■ OBJECTIVE: Which lines in the items below contain the word "green"? Pick out each one and copy it in full.

■ DATA SHOWN:

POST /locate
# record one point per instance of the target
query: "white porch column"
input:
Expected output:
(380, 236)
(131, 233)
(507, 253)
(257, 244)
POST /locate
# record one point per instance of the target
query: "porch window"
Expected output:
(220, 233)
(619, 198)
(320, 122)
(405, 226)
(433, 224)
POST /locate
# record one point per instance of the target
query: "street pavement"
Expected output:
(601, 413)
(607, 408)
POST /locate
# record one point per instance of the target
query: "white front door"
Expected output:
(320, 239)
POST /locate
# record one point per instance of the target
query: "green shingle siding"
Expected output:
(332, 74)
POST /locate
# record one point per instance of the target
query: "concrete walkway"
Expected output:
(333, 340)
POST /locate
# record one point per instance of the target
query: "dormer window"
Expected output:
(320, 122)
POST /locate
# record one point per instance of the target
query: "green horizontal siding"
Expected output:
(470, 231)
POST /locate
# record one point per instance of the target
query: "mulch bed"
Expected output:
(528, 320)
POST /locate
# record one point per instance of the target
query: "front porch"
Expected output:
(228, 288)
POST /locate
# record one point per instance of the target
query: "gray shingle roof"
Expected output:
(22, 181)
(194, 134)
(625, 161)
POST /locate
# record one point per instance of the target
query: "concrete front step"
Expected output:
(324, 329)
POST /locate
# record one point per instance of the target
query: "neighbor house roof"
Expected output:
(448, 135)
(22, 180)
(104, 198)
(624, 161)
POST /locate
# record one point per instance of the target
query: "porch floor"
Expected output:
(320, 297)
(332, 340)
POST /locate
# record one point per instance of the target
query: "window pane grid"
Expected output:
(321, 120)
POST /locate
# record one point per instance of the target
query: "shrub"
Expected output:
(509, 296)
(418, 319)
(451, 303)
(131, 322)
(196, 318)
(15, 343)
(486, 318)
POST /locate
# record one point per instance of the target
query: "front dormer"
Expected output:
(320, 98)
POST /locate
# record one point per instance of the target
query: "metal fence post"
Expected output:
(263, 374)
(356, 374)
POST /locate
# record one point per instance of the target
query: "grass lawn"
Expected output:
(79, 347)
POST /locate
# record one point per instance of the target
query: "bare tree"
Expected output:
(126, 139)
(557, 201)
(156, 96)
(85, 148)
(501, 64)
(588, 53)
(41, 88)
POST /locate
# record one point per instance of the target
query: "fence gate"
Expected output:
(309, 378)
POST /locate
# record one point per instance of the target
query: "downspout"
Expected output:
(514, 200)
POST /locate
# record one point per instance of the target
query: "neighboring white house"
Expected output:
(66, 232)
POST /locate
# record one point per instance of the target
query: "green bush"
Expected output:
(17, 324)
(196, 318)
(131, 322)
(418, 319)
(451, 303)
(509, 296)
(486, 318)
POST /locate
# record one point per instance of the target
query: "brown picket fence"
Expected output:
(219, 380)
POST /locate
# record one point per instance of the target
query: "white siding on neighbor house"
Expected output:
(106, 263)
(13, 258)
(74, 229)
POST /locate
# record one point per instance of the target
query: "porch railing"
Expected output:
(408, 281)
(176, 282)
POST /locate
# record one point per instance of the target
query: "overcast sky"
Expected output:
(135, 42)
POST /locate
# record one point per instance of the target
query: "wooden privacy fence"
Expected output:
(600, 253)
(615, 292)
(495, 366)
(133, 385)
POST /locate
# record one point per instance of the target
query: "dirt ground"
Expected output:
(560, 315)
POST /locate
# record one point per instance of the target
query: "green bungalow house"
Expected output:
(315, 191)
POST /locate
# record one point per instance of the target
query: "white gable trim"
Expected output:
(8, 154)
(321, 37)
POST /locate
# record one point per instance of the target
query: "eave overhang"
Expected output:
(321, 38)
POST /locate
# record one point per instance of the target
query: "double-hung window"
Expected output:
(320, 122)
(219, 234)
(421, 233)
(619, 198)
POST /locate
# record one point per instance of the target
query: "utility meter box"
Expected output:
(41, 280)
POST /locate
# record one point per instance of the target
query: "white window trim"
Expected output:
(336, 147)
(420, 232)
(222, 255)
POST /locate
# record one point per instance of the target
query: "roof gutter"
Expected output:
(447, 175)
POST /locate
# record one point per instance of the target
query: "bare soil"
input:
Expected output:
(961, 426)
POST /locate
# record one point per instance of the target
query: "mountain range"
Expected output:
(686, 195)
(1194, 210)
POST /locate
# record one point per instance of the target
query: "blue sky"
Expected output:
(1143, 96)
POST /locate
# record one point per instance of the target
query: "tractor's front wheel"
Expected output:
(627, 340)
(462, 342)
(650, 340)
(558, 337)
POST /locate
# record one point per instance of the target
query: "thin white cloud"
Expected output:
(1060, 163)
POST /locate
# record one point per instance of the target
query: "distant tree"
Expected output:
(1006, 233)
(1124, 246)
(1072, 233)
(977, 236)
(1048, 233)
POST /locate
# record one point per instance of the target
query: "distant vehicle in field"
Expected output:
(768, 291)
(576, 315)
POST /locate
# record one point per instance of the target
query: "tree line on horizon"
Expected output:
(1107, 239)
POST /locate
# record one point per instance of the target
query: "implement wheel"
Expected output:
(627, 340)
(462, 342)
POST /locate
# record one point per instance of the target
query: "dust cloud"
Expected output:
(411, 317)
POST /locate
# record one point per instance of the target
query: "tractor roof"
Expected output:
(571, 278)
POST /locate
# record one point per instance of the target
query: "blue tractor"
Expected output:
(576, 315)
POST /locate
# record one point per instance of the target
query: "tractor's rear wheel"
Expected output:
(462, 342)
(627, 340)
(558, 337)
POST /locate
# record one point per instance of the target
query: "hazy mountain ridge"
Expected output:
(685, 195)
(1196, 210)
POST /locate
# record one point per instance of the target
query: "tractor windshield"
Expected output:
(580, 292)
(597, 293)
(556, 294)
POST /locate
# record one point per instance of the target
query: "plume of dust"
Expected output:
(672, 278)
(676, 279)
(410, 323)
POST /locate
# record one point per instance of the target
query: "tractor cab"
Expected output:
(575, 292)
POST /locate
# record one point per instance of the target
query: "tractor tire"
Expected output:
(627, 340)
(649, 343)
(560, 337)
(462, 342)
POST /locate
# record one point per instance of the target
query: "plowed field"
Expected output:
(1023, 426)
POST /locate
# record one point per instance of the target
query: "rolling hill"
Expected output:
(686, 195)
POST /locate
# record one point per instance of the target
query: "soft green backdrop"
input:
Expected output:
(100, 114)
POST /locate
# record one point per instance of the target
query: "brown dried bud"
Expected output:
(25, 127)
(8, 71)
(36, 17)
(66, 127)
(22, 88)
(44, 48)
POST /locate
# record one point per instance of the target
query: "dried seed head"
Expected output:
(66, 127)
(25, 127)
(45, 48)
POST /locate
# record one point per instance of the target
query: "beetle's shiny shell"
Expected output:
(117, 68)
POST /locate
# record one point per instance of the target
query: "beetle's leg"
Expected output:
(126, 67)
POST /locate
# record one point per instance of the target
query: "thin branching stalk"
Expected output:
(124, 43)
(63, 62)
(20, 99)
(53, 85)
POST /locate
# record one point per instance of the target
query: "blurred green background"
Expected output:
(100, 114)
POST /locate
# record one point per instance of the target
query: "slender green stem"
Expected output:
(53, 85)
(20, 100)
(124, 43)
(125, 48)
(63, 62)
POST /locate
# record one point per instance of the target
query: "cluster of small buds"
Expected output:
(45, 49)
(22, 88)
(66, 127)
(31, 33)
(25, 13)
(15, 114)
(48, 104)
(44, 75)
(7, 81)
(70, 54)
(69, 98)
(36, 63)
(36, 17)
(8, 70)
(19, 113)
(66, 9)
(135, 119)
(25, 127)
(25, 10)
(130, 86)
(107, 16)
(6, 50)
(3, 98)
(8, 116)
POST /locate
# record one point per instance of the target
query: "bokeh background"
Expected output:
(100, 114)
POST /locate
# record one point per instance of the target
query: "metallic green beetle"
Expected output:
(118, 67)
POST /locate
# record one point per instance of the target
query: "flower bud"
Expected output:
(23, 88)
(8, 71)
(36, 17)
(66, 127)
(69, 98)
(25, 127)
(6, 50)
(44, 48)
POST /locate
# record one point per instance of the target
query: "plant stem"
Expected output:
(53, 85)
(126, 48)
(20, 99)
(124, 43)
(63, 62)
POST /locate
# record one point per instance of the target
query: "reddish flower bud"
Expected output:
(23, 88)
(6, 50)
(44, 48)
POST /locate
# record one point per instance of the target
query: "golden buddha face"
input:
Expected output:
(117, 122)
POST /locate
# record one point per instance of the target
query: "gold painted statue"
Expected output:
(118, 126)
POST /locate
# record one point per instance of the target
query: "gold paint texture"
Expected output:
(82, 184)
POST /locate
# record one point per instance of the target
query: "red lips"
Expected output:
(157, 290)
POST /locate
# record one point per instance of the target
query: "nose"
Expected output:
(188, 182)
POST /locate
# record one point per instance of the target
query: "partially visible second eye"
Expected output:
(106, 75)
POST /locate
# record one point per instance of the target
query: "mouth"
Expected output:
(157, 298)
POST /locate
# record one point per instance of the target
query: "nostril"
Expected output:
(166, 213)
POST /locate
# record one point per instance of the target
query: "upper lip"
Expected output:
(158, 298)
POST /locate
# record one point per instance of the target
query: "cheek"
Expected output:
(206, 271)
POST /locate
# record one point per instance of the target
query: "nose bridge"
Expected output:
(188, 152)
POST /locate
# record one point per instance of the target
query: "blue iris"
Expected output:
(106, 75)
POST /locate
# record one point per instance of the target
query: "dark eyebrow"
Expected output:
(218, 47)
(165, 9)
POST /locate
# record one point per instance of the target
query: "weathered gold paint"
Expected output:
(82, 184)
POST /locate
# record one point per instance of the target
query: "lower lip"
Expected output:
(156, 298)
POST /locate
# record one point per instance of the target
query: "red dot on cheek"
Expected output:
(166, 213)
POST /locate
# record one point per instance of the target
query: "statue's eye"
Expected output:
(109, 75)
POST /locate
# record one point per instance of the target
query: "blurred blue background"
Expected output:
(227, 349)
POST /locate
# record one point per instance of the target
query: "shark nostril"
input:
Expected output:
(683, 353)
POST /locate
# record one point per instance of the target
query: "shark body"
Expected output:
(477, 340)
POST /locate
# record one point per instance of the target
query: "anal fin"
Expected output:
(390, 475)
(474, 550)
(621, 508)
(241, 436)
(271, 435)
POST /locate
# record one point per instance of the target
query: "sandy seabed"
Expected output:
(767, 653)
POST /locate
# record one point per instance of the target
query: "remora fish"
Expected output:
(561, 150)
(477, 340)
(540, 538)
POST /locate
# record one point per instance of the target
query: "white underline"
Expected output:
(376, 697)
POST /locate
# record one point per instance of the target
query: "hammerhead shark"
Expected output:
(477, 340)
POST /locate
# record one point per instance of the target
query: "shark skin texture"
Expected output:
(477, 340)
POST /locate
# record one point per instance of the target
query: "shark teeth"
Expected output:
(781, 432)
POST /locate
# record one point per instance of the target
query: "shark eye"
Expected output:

■ RESULT FOR THIS TASK:
query: "green shingle siding"
query: "green horizontal siding"
query: "green bush"
query: "green bungalow house"
query: "soft green backdrop"
query: "blurred green background"
query: "slender green stem"
query: "metallic green beetle"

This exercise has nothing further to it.